(Region annotation entries)
● ● ●

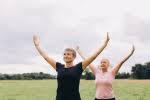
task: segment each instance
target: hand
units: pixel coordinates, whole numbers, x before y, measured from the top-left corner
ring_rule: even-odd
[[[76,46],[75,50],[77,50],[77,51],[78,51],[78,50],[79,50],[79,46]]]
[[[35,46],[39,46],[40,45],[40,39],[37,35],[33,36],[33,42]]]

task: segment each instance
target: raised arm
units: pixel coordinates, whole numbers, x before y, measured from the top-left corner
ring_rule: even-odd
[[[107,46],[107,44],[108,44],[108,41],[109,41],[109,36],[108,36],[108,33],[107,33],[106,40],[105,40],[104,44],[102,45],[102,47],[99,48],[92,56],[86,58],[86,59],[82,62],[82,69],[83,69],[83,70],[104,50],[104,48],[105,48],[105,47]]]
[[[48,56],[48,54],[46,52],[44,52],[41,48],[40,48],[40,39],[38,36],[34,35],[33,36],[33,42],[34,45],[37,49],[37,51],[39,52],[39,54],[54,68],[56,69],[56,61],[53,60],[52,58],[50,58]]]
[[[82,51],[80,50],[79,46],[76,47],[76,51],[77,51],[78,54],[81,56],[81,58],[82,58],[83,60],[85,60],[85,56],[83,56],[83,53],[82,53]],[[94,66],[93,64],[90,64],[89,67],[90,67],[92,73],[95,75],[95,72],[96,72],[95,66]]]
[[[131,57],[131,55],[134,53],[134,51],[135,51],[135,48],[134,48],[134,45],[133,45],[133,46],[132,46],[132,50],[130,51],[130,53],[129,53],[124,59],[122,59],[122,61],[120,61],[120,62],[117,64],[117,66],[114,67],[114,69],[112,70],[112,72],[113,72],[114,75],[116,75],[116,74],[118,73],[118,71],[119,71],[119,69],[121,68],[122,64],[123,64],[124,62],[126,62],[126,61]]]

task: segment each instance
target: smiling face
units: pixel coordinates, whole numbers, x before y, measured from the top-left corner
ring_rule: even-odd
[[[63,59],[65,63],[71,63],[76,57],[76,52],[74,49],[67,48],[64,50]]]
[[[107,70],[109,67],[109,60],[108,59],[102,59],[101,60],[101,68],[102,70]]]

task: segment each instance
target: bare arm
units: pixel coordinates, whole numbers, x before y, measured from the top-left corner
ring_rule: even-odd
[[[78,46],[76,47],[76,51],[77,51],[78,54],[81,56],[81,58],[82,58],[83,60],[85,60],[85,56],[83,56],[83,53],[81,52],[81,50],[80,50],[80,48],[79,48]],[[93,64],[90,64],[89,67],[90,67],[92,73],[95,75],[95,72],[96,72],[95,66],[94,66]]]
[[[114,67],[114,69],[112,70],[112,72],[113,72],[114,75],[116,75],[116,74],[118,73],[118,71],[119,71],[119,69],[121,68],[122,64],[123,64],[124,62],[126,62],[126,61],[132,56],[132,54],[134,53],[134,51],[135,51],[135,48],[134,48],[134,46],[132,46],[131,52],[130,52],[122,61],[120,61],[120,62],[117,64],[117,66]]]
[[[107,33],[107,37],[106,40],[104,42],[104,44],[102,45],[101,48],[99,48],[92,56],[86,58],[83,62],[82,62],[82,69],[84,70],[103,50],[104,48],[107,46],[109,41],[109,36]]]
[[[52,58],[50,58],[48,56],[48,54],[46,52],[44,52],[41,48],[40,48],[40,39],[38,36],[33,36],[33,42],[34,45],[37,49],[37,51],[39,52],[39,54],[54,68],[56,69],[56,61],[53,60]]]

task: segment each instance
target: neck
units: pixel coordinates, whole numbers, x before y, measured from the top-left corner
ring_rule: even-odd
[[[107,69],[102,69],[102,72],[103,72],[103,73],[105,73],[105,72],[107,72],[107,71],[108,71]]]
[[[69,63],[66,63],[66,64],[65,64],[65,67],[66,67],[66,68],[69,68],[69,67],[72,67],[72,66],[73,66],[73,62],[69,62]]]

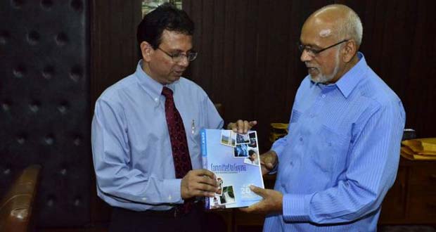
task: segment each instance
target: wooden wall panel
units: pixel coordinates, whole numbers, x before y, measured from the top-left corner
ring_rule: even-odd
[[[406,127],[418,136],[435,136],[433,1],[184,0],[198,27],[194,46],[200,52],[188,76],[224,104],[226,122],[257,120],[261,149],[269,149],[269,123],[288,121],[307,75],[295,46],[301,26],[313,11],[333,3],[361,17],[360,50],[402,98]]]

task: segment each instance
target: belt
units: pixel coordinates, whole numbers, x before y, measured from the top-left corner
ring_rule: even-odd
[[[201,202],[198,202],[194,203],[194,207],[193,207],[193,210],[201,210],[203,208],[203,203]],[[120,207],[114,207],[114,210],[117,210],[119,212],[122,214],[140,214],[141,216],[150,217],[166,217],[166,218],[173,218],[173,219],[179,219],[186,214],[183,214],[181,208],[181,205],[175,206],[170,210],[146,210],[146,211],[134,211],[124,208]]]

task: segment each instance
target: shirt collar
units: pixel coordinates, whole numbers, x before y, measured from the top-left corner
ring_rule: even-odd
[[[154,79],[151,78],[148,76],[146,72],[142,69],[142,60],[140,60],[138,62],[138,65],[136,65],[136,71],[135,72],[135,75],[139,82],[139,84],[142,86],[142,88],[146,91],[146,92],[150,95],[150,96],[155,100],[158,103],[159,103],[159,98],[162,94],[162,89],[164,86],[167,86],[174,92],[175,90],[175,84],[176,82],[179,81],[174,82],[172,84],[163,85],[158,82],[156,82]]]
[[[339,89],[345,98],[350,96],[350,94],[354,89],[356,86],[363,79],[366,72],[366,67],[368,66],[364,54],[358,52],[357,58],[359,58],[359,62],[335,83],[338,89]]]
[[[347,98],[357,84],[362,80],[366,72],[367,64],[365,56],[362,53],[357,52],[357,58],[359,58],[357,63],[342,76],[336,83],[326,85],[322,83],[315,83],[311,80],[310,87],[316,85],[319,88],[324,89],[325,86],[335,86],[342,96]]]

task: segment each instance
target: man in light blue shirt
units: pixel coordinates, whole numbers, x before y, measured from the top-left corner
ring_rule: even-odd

● ● ●

▶ _Problem description_
Lay out every line of the entries above as a Markdown table with two columns, "No." for the row number and "Line" for the line itself, and skip blank lines. Leave the pictures out of the table.

▶ _The result_
| No. | Line |
|---|---|
| 1 | task: segment each instance |
| 2 | target: hand |
| 3 | units: pixel coordinates, whole numbers, x before y, measured from the top-left corner |
| 4 | ring_rule: even-odd |
| 5 | [[[76,46],[75,50],[77,50],[77,51],[78,51],[78,50],[79,50],[79,46]]] |
| 6 | [[[35,46],[39,46],[40,45],[40,39],[37,35],[33,36],[33,42]]] |
| 7 | task: segment each instance |
| 8 | target: raised arm |
| 9 | units: pixel coordinates, whole numbers, x before y, measured from the top-left corner |
| 10 | ring_rule: even-odd |
| 11 | [[[107,46],[107,44],[108,44],[108,41],[109,41],[109,36],[108,36],[108,33],[107,33],[106,40],[105,40],[104,44],[102,45],[102,47],[99,48],[92,56],[86,58],[86,59],[82,62],[82,69],[83,69],[83,70],[104,50],[104,48],[105,48],[105,47]]] |
| 12 | [[[48,56],[48,54],[46,52],[44,52],[41,48],[40,48],[40,39],[38,36],[34,35],[33,36],[33,42],[34,45],[37,49],[37,51],[39,52],[39,54],[54,68],[56,69],[56,61],[53,60],[52,58],[50,58]]] |
| 13 | [[[82,51],[80,50],[79,46],[76,47],[76,51],[77,51],[78,54],[81,56],[81,58],[82,58],[83,60],[85,60],[85,56],[83,56],[83,53],[82,53]],[[94,66],[93,64],[90,64],[89,67],[90,67],[92,73],[95,75],[95,72],[96,72],[95,66]]] |
| 14 | [[[131,57],[131,55],[134,53],[134,51],[135,51],[135,48],[134,48],[134,45],[133,45],[133,46],[132,46],[132,50],[130,51],[130,53],[129,53],[124,59],[122,59],[122,61],[120,61],[120,62],[117,64],[117,66],[114,67],[114,69],[112,70],[112,72],[113,72],[114,75],[116,75],[116,74],[118,73],[118,71],[119,71],[119,69],[121,68],[122,64],[123,64],[124,62],[126,62],[126,61]]] |
| 15 | task: segment each instance |
| 16 | target: smiling face |
| 17 | units: pixel coordinates, whole numbers, x before y, measured from the top-left corner |
| 18 | ring_rule: even-odd |
| 19 | [[[63,59],[65,63],[71,63],[76,57],[76,52],[74,49],[67,48],[64,50]]] |
| 20 | [[[107,70],[109,67],[109,60],[108,59],[102,59],[101,60],[101,68],[102,70]]] |
| 21 | task: segment each instance |
| 22 | target: bare arm |
| 23 | units: pixel coordinates, whole numbers, x before y, measured from the top-left corner |
| 24 | ring_rule: even-odd |
| 25 | [[[78,46],[76,47],[76,51],[77,51],[78,54],[81,56],[81,58],[82,58],[83,60],[85,60],[85,56],[83,56],[83,53],[81,52],[81,50],[80,50],[80,48],[79,48]],[[93,64],[90,64],[89,67],[90,67],[92,73],[95,75],[95,72],[96,72],[95,66],[94,66]]] |
| 26 | [[[114,67],[114,69],[112,70],[112,72],[113,72],[114,75],[116,75],[116,74],[118,73],[118,71],[119,71],[119,69],[121,68],[122,64],[123,64],[124,62],[126,62],[126,61],[132,56],[132,54],[134,53],[134,51],[135,51],[135,48],[134,48],[134,46],[132,46],[131,52],[130,52],[122,61],[120,61],[120,62],[117,64],[117,66]]] |
| 27 | [[[107,33],[107,37],[106,40],[104,42],[104,44],[102,45],[101,48],[99,48],[92,56],[86,58],[83,62],[82,62],[82,69],[84,70],[103,50],[104,48],[107,46],[109,41],[109,36]]] |
| 28 | [[[52,58],[50,58],[48,56],[48,54],[46,52],[44,52],[41,48],[40,48],[40,39],[38,36],[33,36],[33,42],[34,45],[37,49],[37,51],[39,52],[39,54],[54,68],[56,69],[56,61],[53,60]]] |
| 29 | task: segment each instance |
| 30 | target: neck |
| 31 | units: pixel coordinates, whole numbers, x before y, measured from the top-left corner |
| 32 | ring_rule: even-odd |
| 33 | [[[107,69],[102,69],[102,72],[103,72],[103,73],[105,73],[105,72],[107,72],[107,71],[108,71]]] |
| 34 | [[[69,63],[66,63],[66,64],[65,64],[65,67],[66,67],[66,68],[69,68],[69,67],[72,67],[72,66],[73,66],[73,62],[69,62]]] |
| 35 | task: segment each instance |
| 36 | target: wooden wall panel |
| 37 | units: pixel coordinates, whole numbers, x before y, measured from the top-left corner |
| 38 | ring_rule: even-odd |
| 39 | [[[406,127],[418,136],[435,136],[433,1],[184,0],[198,27],[194,46],[200,52],[188,76],[224,104],[226,122],[257,120],[261,149],[269,149],[269,123],[288,121],[307,75],[295,46],[301,26],[313,11],[333,3],[361,17],[360,50],[402,98]]] |
| 40 | task: segment each instance |
| 41 | target: belt |
| 42 | units: pixel coordinates, whole numbers, x before y, measured from the top-left corner |
| 43 | ring_rule: even-odd |
| 44 | [[[201,202],[198,202],[194,203],[194,207],[193,207],[193,210],[201,210],[203,208],[203,203]],[[120,207],[114,207],[114,210],[117,210],[119,212],[122,214],[140,214],[141,216],[150,217],[166,217],[166,218],[173,218],[173,219],[179,219],[186,214],[183,214],[181,208],[181,205],[175,206],[170,210],[146,210],[146,211],[134,211],[124,208]]] |
| 45 | task: segment each instance |
| 46 | target: shirt collar |
| 47 | units: pixel coordinates, whole numbers, x before y, measured from the top-left corner |
| 48 | ring_rule: even-odd |
| 49 | [[[154,79],[151,78],[148,76],[146,72],[142,69],[142,60],[140,60],[138,62],[138,65],[136,65],[136,71],[135,72],[135,75],[139,82],[139,84],[142,86],[142,88],[146,91],[146,92],[150,95],[150,96],[155,100],[158,103],[159,103],[159,98],[162,94],[162,89],[164,86],[167,86],[174,92],[175,90],[175,84],[176,82],[179,81],[174,82],[172,84],[163,85],[158,82],[156,82]]] |
| 50 | [[[339,89],[345,98],[350,96],[350,94],[354,89],[356,86],[363,79],[366,72],[366,67],[368,66],[364,54],[358,52],[357,58],[359,58],[359,62],[335,83],[338,89]]] |
| 51 | [[[347,98],[357,84],[362,80],[366,72],[367,64],[365,56],[362,53],[357,52],[357,58],[359,58],[357,63],[342,76],[336,83],[326,85],[322,83],[315,83],[311,80],[310,87],[316,85],[319,88],[324,89],[325,86],[335,86],[342,96]]] |
| 52 | task: segment each instance |
| 53 | target: man in light blue shirt |
| 54 | units: pixel coordinates, whole numbers, x before y, measured from the top-left corner |
| 55 | ring_rule: even-odd |